## Short problem
Recast the rows below as a JSON list of strings, one string per line, starting with the line that contains "point: window" and going on through the end of the rows, leaving out blank lines and the pictures.
☆ ☆ ☆
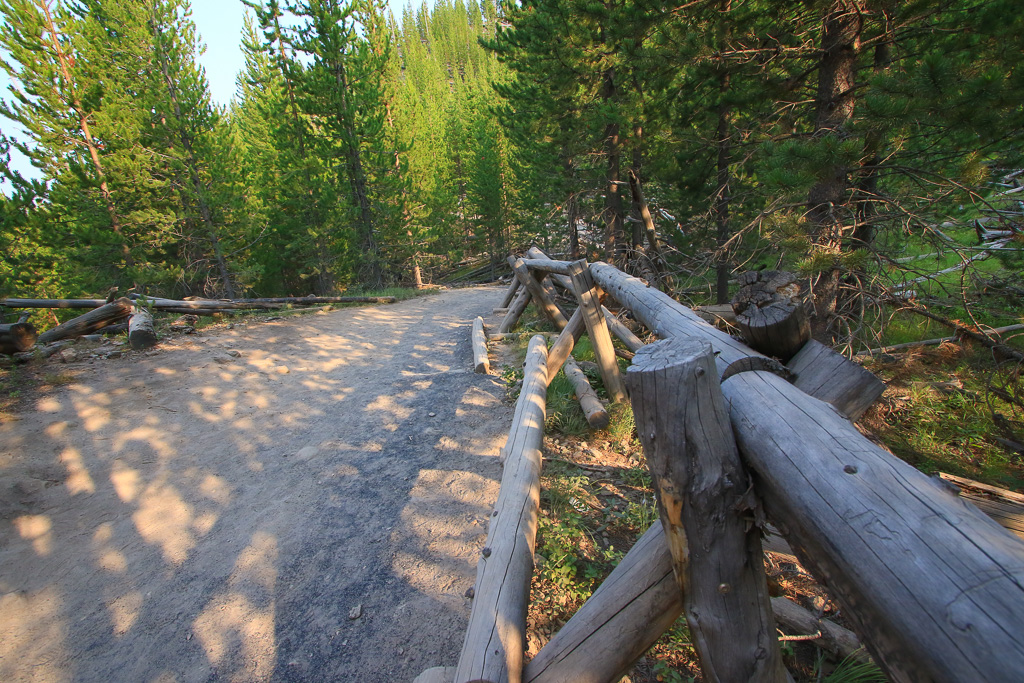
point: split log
(532, 283)
(480, 363)
(140, 332)
(515, 310)
(597, 330)
(619, 329)
(496, 636)
(94, 321)
(933, 586)
(770, 312)
(17, 337)
(830, 377)
(706, 510)
(592, 407)
(562, 347)
(510, 292)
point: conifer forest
(871, 146)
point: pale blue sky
(219, 25)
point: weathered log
(480, 363)
(52, 303)
(140, 332)
(515, 310)
(627, 614)
(562, 347)
(619, 329)
(16, 337)
(548, 265)
(597, 330)
(592, 407)
(496, 636)
(770, 312)
(93, 321)
(532, 283)
(822, 373)
(436, 675)
(666, 316)
(933, 586)
(702, 496)
(510, 292)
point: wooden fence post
(597, 330)
(706, 510)
(496, 636)
(532, 283)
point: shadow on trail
(183, 518)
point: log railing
(933, 587)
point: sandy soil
(194, 515)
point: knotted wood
(497, 632)
(706, 510)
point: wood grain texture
(933, 587)
(666, 316)
(624, 334)
(592, 407)
(597, 330)
(706, 510)
(562, 347)
(626, 615)
(140, 331)
(93, 321)
(515, 310)
(481, 365)
(828, 376)
(510, 292)
(531, 282)
(496, 635)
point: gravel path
(298, 500)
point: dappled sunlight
(237, 628)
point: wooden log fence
(934, 588)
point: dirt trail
(179, 517)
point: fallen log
(562, 347)
(17, 337)
(541, 297)
(933, 586)
(480, 363)
(597, 330)
(496, 636)
(592, 407)
(707, 515)
(140, 331)
(52, 303)
(770, 312)
(828, 376)
(94, 321)
(619, 329)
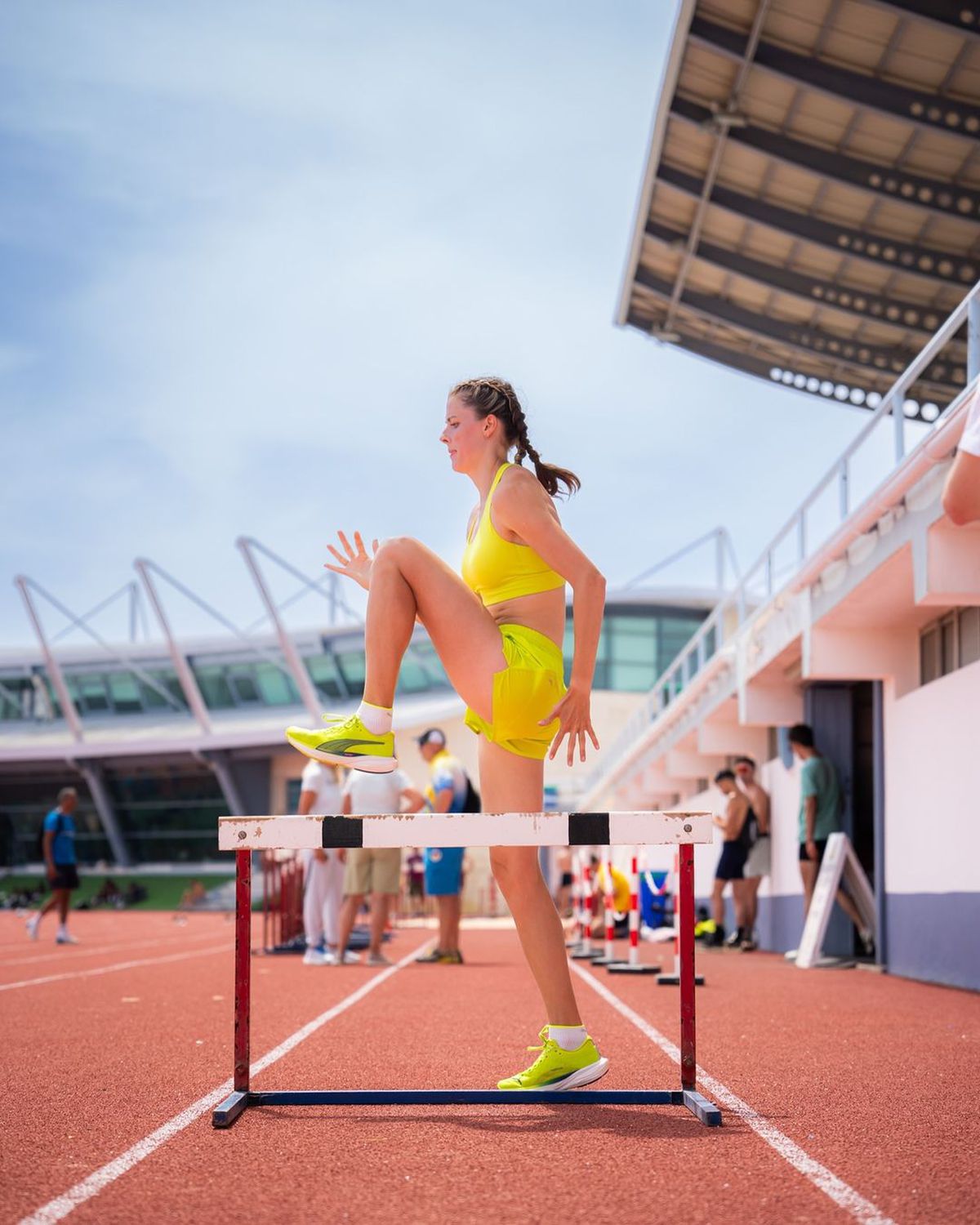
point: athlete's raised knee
(397, 549)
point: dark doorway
(847, 728)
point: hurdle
(676, 978)
(247, 835)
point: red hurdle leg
(228, 1111)
(685, 902)
(243, 965)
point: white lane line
(98, 950)
(843, 1195)
(88, 1187)
(113, 969)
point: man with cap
(448, 791)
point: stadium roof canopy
(811, 206)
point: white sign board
(840, 864)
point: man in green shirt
(820, 817)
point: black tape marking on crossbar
(342, 832)
(588, 828)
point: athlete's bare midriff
(544, 612)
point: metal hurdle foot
(501, 830)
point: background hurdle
(245, 835)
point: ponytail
(495, 397)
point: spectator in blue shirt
(448, 788)
(60, 865)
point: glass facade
(637, 644)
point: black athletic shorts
(821, 844)
(732, 862)
(65, 877)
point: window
(215, 688)
(326, 675)
(951, 642)
(274, 688)
(352, 669)
(124, 693)
(969, 636)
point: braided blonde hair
(495, 397)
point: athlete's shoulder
(521, 495)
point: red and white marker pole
(610, 918)
(585, 952)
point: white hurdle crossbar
(387, 830)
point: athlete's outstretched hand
(576, 722)
(357, 564)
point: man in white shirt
(960, 499)
(323, 870)
(377, 872)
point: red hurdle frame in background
(244, 1097)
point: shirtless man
(734, 825)
(759, 860)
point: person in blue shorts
(443, 865)
(60, 865)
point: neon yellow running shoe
(345, 742)
(556, 1068)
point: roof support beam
(947, 14)
(720, 135)
(931, 264)
(871, 93)
(946, 565)
(95, 781)
(826, 345)
(51, 664)
(181, 666)
(813, 291)
(304, 683)
(803, 376)
(933, 195)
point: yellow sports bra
(500, 570)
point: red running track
(864, 1082)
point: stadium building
(810, 215)
(164, 734)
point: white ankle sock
(375, 718)
(568, 1038)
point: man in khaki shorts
(759, 862)
(368, 871)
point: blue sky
(247, 247)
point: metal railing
(769, 575)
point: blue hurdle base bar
(706, 1111)
(255, 833)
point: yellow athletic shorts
(524, 693)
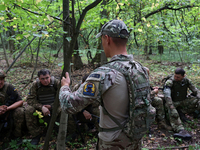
☆ ☆ ☆
## Finished task
[
  "point: window",
  "(215, 688)",
  "(326, 675)",
  "(951, 642)",
  "(274, 688)",
  "(352, 669)",
  "(124, 693)",
  "(969, 636)",
  "point: braided blonde hair",
  "(495, 397)",
  "point: athlete's shoulder",
  "(521, 495)",
  "point: red and white marker pole",
  "(610, 918)",
  "(585, 952)",
  "point: white hurdle crossbar",
  "(387, 830)",
  "point: athlete's outstretched hand",
  "(576, 722)",
  "(357, 564)",
  "point: man in white shirt",
  "(960, 499)",
  "(323, 870)",
  "(377, 872)",
  "point: red hurdle frame in background",
  "(244, 1097)",
  "point: shirtless man",
  "(734, 825)",
  "(759, 860)",
  "point: person in blue shorts",
  "(443, 865)",
  "(60, 865)",
  "point: neon yellow running shoe",
  "(345, 742)",
  "(556, 1068)",
  "point: roof support beam",
  "(947, 14)",
  "(720, 135)",
  "(931, 264)",
  "(871, 93)",
  "(946, 565)",
  "(95, 781)",
  "(826, 345)",
  "(51, 664)",
  "(181, 666)",
  "(813, 291)",
  "(304, 683)",
  "(803, 376)",
  "(933, 195)",
  "point: yellow sports bra",
  "(500, 570)",
  "point: red running track",
  "(864, 1082)",
  "point: stadium building",
  "(810, 215)",
  "(164, 734)",
  "point: white ankle sock",
  "(375, 718)",
  "(568, 1038)",
  "point: man in khaki shorts",
  "(759, 862)",
  "(368, 871)",
  "point: blue sky",
  "(247, 247)",
  "point: metal railing",
  "(769, 575)",
  "point: blue hurdle base bar",
  "(706, 1111)",
  "(255, 833)",
  "point: yellow athletic shorts",
  "(524, 693)"
]